# TRECHO FORNECIDO
Trajetória da atriz Léa Garcia é revista em quinze filmes reunidos em mostra no CCBB SP

Foto: Léa Garcia em cena de “Ganga Zumba”, de Cacá Diegues

Por Maria do Rosário Caetano

A carreira da atriz Léa Garcia, que morreu, ano passado, durante o Festival de Gramado, aos 90 anos – um dia antes de receber o Troféu Oscarito –, será festejada com mostra retrospectiva de 15 de seus longas-metragens, no Centro Cultural Banco do Brasil paulistano.

O filme mais antigo da mostra, que será inaugurada nesse sábado, 25 de maio (e prosseguirá até dia 23 de junho), é o francês “Orfeu Negro”, de Marcel Camus, no qual Léa interpretou Serafina. Este longa-metragem, detentor de uma Palma de Ouro e de um Oscar de melhor filme estrangeiro, marcou a estreia da atriz no cinema. Ela vinha de rica experiência nos palcos, com o Teatro Experimental do Negro, comandado por seu companheiro Abdias Nascimento (1914-2011), pai de dois de seus três filhos.

(Registros de origem)

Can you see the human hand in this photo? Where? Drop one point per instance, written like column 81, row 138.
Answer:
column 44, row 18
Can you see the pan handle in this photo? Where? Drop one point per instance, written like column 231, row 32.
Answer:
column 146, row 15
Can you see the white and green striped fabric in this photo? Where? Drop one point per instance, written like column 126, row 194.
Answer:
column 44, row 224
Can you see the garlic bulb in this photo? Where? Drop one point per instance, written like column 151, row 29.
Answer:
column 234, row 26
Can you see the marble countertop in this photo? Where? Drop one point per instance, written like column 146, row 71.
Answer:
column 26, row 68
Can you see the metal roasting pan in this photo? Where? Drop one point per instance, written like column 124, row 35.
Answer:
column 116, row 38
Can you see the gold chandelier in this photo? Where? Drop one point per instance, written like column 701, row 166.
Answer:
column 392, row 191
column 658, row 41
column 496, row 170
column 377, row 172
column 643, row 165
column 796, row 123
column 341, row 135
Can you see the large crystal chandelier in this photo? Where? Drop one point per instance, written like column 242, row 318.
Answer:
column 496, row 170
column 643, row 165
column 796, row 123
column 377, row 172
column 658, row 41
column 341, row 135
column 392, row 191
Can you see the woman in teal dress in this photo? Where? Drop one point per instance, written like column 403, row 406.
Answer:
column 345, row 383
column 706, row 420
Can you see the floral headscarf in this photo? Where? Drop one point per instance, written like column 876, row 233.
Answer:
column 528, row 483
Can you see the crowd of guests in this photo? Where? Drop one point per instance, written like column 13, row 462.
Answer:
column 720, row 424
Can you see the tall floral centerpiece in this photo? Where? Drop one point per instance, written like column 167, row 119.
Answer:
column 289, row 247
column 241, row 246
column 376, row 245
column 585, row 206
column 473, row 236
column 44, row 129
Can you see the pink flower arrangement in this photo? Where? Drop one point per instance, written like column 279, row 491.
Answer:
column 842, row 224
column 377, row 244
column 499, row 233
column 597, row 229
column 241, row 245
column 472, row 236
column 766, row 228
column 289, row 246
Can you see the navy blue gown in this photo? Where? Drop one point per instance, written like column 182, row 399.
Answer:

# TAREFA CURTA
Por favor, segundo o texto sobre a mostra de Léa Garcia, qual filme marcou a estreia da atriz no cinema? As linhas são um material separado do texto.

# RESULTADO DA TAREFA
O filme francês “Orfeu Negro”, de Marcel Camus.